■ SHORT TASK ■
Repeat every record below exactly as written.

■ THE INPUT ■
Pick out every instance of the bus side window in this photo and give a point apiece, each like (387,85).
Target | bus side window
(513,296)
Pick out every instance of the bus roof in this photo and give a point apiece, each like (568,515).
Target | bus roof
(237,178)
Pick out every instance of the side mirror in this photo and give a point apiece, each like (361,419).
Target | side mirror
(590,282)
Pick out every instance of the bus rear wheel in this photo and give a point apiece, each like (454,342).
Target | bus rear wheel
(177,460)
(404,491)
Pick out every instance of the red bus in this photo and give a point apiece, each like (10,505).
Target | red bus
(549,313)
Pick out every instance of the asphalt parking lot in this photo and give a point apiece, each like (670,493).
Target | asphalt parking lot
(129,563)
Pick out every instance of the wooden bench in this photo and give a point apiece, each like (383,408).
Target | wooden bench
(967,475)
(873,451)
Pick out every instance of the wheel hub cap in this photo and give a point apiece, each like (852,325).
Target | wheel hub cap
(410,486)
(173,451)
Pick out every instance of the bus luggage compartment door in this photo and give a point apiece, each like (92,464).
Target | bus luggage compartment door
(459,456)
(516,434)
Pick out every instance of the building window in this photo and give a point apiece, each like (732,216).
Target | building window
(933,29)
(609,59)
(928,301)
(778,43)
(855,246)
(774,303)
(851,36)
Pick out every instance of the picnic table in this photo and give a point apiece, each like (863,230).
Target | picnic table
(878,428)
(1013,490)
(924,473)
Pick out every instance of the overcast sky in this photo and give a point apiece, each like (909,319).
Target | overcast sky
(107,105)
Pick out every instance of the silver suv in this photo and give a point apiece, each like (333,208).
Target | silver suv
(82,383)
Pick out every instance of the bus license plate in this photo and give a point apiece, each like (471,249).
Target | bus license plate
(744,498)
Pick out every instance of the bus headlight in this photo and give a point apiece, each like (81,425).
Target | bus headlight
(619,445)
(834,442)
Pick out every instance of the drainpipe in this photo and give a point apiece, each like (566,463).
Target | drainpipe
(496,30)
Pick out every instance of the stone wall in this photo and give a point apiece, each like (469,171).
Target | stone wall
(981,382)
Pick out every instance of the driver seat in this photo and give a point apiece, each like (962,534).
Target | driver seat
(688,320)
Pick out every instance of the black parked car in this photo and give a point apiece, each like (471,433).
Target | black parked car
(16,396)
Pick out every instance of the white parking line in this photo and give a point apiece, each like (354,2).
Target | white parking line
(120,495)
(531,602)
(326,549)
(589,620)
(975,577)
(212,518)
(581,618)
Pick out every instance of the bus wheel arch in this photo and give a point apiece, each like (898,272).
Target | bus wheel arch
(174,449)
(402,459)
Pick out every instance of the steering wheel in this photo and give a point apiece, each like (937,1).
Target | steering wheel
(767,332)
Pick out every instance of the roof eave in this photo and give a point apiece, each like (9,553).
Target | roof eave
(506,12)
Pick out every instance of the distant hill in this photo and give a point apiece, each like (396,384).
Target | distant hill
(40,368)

■ THE OUTPUT ■
Pick out every instance of the bus side window in this photo and give a point apiece, each like (387,85).
Target | bus side window
(513,296)
Pick out every instance of the bus roof in this photo and give a point apiece, each like (568,515).
Target | bus roof
(237,178)
Pick out every instance of the side mirror in this photo and give a point apiece, each like (361,419).
Target | side mirror
(590,282)
Pick out every instance of the bus rear wheel in this photo and give a point apiece, each like (454,342).
Target | bus rear wheel
(177,460)
(404,491)
Pick out every instance of the red bus in this photo and give a point apiece, each like (10,505).
Target | red bus
(549,313)
Pick out every instance of the asphalt parking lot in this photo and give a point apiece, each like (670,493).
Target | asphalt parking lot
(129,563)
Pick out every instance of the wooden bench in this photo and give a point apiece, each like (383,408).
Target | wooden bench
(967,475)
(873,451)
Pick out every instance of the wheel hub cap in this photo and give a point apiece, each like (852,325).
Target | wheel hub cap
(410,486)
(173,451)
Pick out every instance of the bus luggage compartment door in this photo and give a point apiece, each like (92,464).
Target | bus luggage compartment door
(459,456)
(516,434)
Pick out every instance of the building window in this photo and give a point apiece, each like (732,216).
Target | building window
(933,29)
(609,59)
(928,301)
(778,43)
(855,246)
(774,303)
(851,36)
Pick out every instance of the picnic table in this photo and give a point apiece, each like (863,230).
Target | picnic table
(878,428)
(1013,490)
(924,473)
Pick out every instance of the overcast sky in this photo and give a point apiece, each like (909,319).
Target | overcast sky
(107,105)
Pick out every instance of the silver suv in this photo and give a point apiece, each like (333,208).
Target | silver suv
(82,383)
Pick out every instance of the bus license plate in this photo and give a point apiece, each like (471,249).
Target | bus license plate
(744,498)
Pick out every instance of the bus headlight in this photo and give a point apiece, each like (81,425).
Target | bus headlight
(619,445)
(834,442)
Pick out every instance of the drainpipe in this photo and give a point apiece, each like (566,463).
Target | drainpipe
(496,30)
Pick out every instance of the stone wall in this photo and give a point apiece, each like (469,171).
Target | stone wall
(981,382)
Pick out every instance of the driver seat in this photo and give a point apiece, each like (962,534).
Target | driver seat
(688,320)
Pick out every instance of the black parked car in this photo and give a point apiece, each like (471,433).
Target | black parked car
(16,396)
Pick out every instance of the white parking line in this photo and give a point apiece, each like (354,2).
Target | white parking line
(120,495)
(531,602)
(326,549)
(589,620)
(975,577)
(212,518)
(581,618)
Pick out every instance of the bus wheel arch in this photo and give a point apiece, each like (898,272).
Target | bus wheel arch
(174,449)
(402,459)
Pick out every instance of the steering wheel in this photo and give a point apiece, each like (937,1).
Target | steering wheel
(767,332)
Pick out every instance of the roof eave in this photo and give a point apiece, each like (9,553).
Target | roof eave
(506,12)
Pick out every instance of the distant hill in this photo and give a point apiece, each like (396,384).
Target | distant hill
(40,368)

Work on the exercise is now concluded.